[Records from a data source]
▽

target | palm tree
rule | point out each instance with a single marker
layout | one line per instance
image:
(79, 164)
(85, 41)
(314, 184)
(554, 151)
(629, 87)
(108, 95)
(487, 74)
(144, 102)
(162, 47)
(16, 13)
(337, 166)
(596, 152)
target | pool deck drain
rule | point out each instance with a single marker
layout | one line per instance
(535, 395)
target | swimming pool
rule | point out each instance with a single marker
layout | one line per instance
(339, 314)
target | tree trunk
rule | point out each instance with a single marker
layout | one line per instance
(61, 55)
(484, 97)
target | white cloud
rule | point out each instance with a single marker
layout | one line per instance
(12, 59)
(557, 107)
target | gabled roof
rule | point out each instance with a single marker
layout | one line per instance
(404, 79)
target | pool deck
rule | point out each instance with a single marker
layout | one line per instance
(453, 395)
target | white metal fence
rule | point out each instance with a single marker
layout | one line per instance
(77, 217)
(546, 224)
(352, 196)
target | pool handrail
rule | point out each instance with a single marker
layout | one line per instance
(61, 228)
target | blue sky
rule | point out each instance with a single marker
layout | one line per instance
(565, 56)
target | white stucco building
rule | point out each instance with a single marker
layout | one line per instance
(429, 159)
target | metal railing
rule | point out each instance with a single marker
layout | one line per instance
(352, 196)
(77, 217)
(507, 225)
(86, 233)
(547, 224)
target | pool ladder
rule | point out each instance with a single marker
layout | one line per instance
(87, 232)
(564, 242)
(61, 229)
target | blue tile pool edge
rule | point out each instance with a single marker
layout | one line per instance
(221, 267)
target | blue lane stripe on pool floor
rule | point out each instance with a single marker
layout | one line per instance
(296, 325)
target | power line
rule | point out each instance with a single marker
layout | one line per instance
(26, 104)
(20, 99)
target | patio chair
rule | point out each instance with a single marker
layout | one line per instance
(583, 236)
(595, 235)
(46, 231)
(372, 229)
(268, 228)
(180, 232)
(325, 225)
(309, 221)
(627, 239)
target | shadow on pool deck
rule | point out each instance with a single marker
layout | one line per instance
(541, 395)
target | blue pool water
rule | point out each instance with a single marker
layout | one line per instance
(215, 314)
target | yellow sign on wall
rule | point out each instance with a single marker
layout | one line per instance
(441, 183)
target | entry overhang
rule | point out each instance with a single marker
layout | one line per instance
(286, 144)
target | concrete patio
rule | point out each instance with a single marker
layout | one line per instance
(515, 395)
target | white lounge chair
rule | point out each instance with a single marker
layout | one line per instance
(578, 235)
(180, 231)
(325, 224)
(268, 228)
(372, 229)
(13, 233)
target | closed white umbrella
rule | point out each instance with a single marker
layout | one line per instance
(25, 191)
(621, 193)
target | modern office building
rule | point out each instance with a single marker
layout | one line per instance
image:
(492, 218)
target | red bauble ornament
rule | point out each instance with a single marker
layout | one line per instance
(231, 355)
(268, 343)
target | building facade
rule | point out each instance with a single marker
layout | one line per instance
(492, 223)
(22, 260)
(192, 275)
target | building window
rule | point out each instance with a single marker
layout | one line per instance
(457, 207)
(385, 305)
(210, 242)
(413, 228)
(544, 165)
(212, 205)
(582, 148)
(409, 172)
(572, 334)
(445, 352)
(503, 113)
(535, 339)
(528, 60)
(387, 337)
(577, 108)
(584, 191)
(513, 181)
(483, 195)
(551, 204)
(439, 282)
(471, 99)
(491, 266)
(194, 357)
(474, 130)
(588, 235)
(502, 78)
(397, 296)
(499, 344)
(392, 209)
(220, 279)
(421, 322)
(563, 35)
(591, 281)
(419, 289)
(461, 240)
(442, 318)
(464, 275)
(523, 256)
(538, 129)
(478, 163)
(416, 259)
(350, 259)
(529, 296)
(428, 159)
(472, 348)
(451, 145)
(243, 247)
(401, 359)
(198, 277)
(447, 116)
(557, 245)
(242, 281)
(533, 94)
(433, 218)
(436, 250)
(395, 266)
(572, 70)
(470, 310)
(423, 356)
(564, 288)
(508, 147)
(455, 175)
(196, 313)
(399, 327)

△

Your task is to output exactly the lines running from the one with "target | building window" through the final line of the material above, with both ends included.

In response:
target | building window
rule | point out each instance with a single marker
layout | one line per instance
(457, 207)
(385, 305)
(210, 242)
(413, 228)
(544, 165)
(212, 205)
(582, 148)
(409, 172)
(572, 334)
(445, 352)
(503, 113)
(535, 339)
(528, 60)
(387, 337)
(577, 108)
(584, 191)
(513, 181)
(483, 195)
(551, 204)
(439, 282)
(471, 99)
(491, 266)
(194, 357)
(474, 130)
(588, 235)
(502, 78)
(397, 296)
(499, 344)
(392, 209)
(220, 279)
(421, 322)
(563, 35)
(591, 281)
(419, 289)
(461, 240)
(442, 318)
(464, 275)
(523, 256)
(538, 129)
(478, 163)
(416, 259)
(350, 259)
(529, 296)
(428, 159)
(472, 348)
(451, 145)
(243, 247)
(401, 359)
(198, 277)
(447, 116)
(557, 245)
(242, 281)
(533, 94)
(433, 218)
(436, 250)
(395, 266)
(572, 70)
(470, 310)
(423, 356)
(564, 288)
(508, 147)
(455, 175)
(196, 313)
(399, 327)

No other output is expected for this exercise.